## GIVEN EXERCISE
Reproduce the listing below in full, swapping each occurrence of "biggest circle" for "largest circle" and leaving everything else untouched.

(Point labeling examples)
++++++

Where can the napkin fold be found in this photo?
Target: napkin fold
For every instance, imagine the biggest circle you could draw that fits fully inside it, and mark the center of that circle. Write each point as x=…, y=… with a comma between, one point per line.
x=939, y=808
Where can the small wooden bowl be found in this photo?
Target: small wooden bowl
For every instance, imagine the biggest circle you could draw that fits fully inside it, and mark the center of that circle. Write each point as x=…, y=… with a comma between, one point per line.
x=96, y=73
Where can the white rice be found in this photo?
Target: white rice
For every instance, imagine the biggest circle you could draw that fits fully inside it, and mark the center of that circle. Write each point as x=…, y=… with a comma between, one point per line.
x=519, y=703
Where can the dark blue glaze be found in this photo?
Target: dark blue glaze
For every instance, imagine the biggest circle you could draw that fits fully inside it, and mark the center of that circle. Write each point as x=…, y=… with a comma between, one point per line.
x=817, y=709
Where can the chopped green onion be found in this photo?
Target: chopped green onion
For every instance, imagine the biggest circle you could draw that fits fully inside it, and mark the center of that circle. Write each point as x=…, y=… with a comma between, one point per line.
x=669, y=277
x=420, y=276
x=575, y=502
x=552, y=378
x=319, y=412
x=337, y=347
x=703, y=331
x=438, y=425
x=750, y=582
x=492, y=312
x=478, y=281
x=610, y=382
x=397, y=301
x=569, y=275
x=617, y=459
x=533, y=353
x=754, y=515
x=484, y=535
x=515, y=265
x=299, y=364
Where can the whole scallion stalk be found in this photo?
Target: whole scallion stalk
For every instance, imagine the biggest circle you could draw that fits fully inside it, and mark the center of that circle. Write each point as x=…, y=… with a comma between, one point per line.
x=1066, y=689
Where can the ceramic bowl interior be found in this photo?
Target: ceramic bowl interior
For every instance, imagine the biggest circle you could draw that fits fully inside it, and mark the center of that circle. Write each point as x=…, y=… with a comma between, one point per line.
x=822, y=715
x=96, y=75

++++++

## FINISHED TASK
Where can the napkin fold be found in this photo?
Target: napkin fold
For every instance, imagine the largest circle you could draw that fits fully inside it, and mark the center of that circle. Write each point as x=…, y=… with a comma between, one point per line.
x=939, y=808
Where can the small wooden bowl be found in this photo?
Target: small wooden bowl
For every instance, imagine the largest circle you could draw that fits fully inside it, and mark the center of that circle. Write each point as x=…, y=… with a comma between, one point per line.
x=96, y=73
Where can the white rice be found in this photo?
Target: white rice
For every instance, imagine the largest circle you could draw that fits fully inside it, and mark the center of that circle. Write each point as x=…, y=… with a comma between, one point per line.
x=519, y=703
Where can the dark blue glaze be found in this photo?
Target: dark blue glaze
For every instance, imagine the largest circle you could draw that fits fully inside it, and mark the center of that circle. Write each point as x=…, y=… with a comma between, one point per line.
x=817, y=709
Where can the chopped green onion be found in this photo?
Target: chopped green onion
For every instance, imagine the largest circle you could draw that fits fully inside it, and mark the center of that circle. Write each point as x=…, y=… with a comma between, one point per line.
x=669, y=277
x=420, y=276
x=575, y=502
x=552, y=378
x=319, y=412
x=337, y=347
x=703, y=331
x=438, y=425
x=750, y=582
x=492, y=312
x=478, y=281
x=610, y=382
x=397, y=301
x=569, y=275
x=617, y=459
x=533, y=353
x=754, y=515
x=484, y=535
x=515, y=265
x=299, y=364
Where can the whole scallion stalk be found in this photo?
Target: whole scallion stalk
For every instance, imagine the largest circle you could draw that fits fully inside it, and mark the center of that circle. Write each point as x=…, y=… with a comma between, one point per line.
x=1066, y=689
Where can the ceramic bowl interior be found in this photo?
Target: ceramic bowl interior
For every instance, imagine the largest circle you could draw that fits fully inside it, and mark the center of that circle. Write each point as x=…, y=… with a comma between, one point per line.
x=822, y=715
x=96, y=75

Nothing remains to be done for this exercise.